> _What is expected_
Output a faithful copy of the entries, every picture removed.

(Natural language region descriptions)

┌──

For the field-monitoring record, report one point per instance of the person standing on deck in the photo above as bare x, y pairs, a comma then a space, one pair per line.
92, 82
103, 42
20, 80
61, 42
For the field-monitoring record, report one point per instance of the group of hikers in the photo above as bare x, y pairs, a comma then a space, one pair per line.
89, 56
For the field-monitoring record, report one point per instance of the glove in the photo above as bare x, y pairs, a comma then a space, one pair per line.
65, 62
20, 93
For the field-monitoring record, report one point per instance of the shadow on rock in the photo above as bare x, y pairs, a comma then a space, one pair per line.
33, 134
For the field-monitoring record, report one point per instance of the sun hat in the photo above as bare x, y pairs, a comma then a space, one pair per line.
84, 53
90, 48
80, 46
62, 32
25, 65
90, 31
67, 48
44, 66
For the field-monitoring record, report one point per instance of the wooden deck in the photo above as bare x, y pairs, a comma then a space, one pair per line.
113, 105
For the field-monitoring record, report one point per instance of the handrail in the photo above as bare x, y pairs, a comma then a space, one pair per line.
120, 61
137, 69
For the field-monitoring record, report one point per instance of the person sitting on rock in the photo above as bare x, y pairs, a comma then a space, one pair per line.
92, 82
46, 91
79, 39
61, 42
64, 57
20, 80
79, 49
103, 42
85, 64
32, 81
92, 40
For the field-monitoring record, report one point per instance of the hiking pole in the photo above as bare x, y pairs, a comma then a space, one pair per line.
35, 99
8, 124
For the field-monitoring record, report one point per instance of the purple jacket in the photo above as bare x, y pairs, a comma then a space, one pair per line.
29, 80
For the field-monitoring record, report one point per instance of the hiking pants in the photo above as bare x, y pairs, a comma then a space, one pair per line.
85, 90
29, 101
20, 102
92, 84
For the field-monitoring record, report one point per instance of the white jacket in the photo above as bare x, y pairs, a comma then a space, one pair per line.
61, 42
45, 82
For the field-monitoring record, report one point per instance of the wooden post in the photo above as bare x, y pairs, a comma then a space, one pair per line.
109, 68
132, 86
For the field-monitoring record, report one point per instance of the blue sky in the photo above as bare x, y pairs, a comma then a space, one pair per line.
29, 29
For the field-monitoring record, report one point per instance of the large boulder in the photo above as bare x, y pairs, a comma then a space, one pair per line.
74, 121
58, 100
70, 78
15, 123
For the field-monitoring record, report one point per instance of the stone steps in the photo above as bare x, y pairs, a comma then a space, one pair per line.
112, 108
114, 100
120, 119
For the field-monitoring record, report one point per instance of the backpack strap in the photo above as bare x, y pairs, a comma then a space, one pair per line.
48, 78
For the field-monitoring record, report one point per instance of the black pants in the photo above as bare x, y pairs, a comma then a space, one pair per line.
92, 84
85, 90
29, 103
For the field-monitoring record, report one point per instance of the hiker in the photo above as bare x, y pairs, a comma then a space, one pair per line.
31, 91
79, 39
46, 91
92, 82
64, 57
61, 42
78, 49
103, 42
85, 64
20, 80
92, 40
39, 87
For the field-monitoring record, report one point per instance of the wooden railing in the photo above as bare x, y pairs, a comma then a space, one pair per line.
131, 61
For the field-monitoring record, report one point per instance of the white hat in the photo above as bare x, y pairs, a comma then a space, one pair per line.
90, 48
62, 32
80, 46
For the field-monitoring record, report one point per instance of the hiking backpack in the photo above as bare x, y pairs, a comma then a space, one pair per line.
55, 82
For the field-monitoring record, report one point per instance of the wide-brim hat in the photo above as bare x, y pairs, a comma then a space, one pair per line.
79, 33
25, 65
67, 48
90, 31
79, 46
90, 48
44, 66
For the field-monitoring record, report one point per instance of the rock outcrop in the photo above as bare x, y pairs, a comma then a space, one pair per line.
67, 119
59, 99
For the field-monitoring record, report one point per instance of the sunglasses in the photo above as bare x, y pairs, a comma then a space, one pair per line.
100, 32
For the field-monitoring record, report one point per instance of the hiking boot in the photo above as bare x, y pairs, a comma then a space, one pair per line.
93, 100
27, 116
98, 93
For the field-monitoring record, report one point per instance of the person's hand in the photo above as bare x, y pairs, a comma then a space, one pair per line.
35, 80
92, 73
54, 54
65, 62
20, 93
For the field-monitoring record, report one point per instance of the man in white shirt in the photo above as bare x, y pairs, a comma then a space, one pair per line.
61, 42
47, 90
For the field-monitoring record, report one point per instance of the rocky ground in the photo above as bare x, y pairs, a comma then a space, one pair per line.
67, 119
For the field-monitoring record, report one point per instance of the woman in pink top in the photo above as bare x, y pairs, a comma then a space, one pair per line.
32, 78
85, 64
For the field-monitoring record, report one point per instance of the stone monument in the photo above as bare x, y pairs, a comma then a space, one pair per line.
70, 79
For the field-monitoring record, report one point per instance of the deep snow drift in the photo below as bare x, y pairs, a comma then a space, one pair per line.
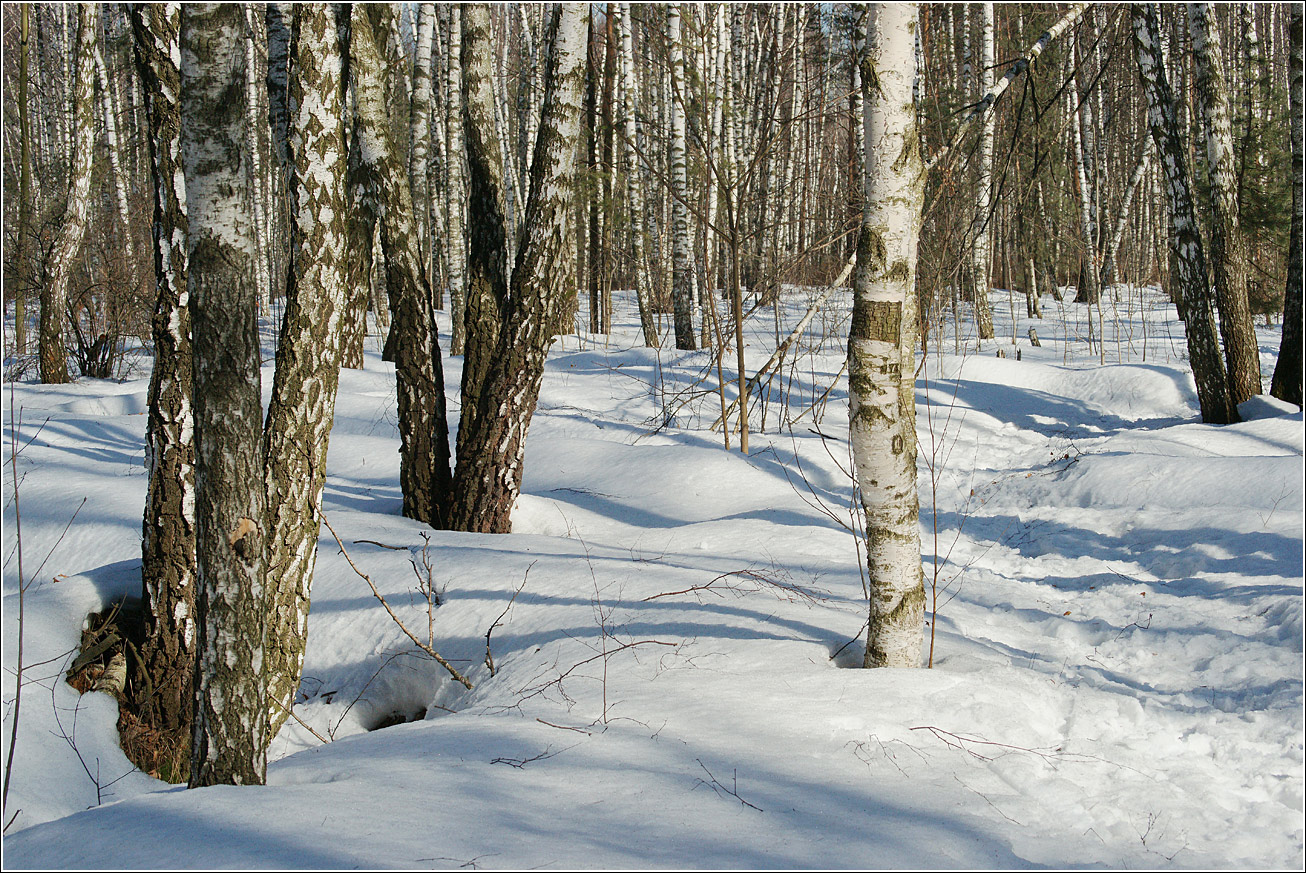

└──

> _Result for this task_
For the field-monitoring record, report one point per instance of the person standing on deck in the photo above as bare x, y pairs, a comma then a space, one pair per line.
92, 82
103, 42
20, 80
61, 42
For the field-monitoring record, report one point per instance of the group of hikers in the photo above as bare x, y pairs, a comma then a space, one pair per line.
89, 56
For the field-monitoring record, report one point per instance of the glove in the photo above as bare x, y pairs, a comma then a space, one pair per line.
65, 62
20, 93
For the field-monitoring record, report one point per instance of the shadow on rock in the photo above as bare x, y pairs, a comma then a space, one pair per line.
33, 134
For the field-monitoring record, report one point per instance of the sun hat in the photo above as bare x, y pairs, a comma then a space, one pair per line.
84, 53
90, 48
80, 46
62, 32
25, 65
90, 31
67, 48
44, 66
For the field-monitoring record, report one point per instance of the wooden deck in the photo above as bare x, y pairs, a comma then a space, one pair per line.
113, 105
For the field-monitoring record, report one point per instance of the handrail in the photo above as bare x, y pairs, a comma then a space, one pair per line.
120, 61
137, 69
For the field-monitoring record, report one point per instance of the person sitting on rock in the photo above as bare x, y pairs, a comma then a space, one pair per line.
92, 82
46, 91
79, 39
61, 42
64, 57
20, 80
79, 49
103, 42
85, 64
32, 81
92, 40
For the field-monitoring record, report one point per instance of the hiking pole in the photo above as bare x, y pairs, a comma then a space, one pair per line.
35, 99
8, 124
For the field-monitoring record, report one point per instance of the purple jacket in the photo above as bare x, y pairs, a comma then a space, one pair per line.
29, 80
For the field-monitoring record, report one point per instance of the hiking pants in the photo above as bare x, y pairs, a comma then a space, one pair per line.
85, 90
29, 101
20, 102
92, 84
For the field-monitoring record, report one point per instance of the white jacket in the photo above as bare x, y pairs, a comma then a space, one pair per line.
61, 42
45, 82
For the field-monitoring record, report one point per instance of the wooden post in the photo above as bare x, y pairs, a comma then a space, one pair per line.
109, 68
132, 86
For the field-monitoring record, report one point per instance of the blue sky in the photo above as bare x, y pairs, a comma then a space, one pair per line.
29, 29
For the field-monitoring record, report one point per instance of the large boulder in the photo above as bare x, y pairs, a comma then a space, one pair per line.
74, 121
58, 100
70, 78
15, 123
For the field-monitoring record, report one point per instance of the stone steps in the photo above as bare x, y pairs, a comma then a space, one pair per line.
112, 108
114, 100
120, 119
For the field-monitoring record, report one point per instance of the backpack strap in the photo above as bare x, y pairs, a comma then a space, one pair per line.
48, 78
For the field-monitoring record, report one point per instance of the black pants in the photo above as bare x, y pairs, a comma then a space, one pair per line.
92, 84
85, 90
29, 103
For the field-monitoring record, report one point per instance of the hiker in the photo above as bare x, y pairs, a comma then a space, one pair per line.
31, 91
79, 39
46, 91
92, 82
64, 57
61, 42
78, 49
103, 42
85, 64
20, 80
92, 40
39, 87
For the field-monitoring record, report one point per instance of the wooden railing in the photo above as bare x, y pairs, a comma then a space, one pair per line.
131, 61
For the field-monitoring record, report one point per instance of the white hat in the photo above as bare x, y pairs, a comma then a space, one pair per line.
90, 48
62, 32
80, 46
For the field-monitoring record, report one point per instance of the hiking backpack in the photo above as bare x, y pairs, a comma then a space, one pair per line.
55, 82
For the field-monitoring record, report one point per instance of the wide-brim hat in the photo above as bare x, y pairs, a comma then a space, one pair per line.
79, 33
25, 65
67, 48
90, 31
79, 46
90, 48
44, 66
For the field-monitoring record, report one point per instance of the rock outcrop in the photo above as bare x, y pairs, a comma then a space, one pair per line.
67, 119
59, 99
For the field-monitoring record, report one point per instance of the sunglasses in the photo above as bare x, y pairs, a comma then a space, one pair per line.
100, 32
For the field-monitoring record, report one point per instance of the hiking boot in the photo above as bare x, y pairs, a comma then a space, one pair per line.
93, 100
27, 116
98, 93
For the field-monitoring record, report one point per instance of the person's hand in the photo above as bare x, y pairs, a comma then a space, one pair per line.
35, 80
92, 73
54, 54
65, 62
20, 93
For the field-monitoring record, report one point per instance of the man in white shirt in the photo above as bare x, y pairs, a comma then a space, one pair per line.
61, 42
47, 90
For the field-monitoring record, report one point per instance of the rocky ground in the photo above as bare x, y pairs, a comma then a space, one pair per line.
67, 119
For the field-monitoring record, report one point per instance of the woman in pink top in the photo above as bare x, y pairs, a comma then a space, one pair per line.
32, 78
85, 64
For the field-monitoring record, report one point per instance of the stone monument in the photo above as bare x, y pairs, a comma then a space, one pair per line.
70, 79
For the field-monitoring record, report one point per instance of the deep snow drift in the photo below as bare x, y pairs, a comma then a space, one pair per line.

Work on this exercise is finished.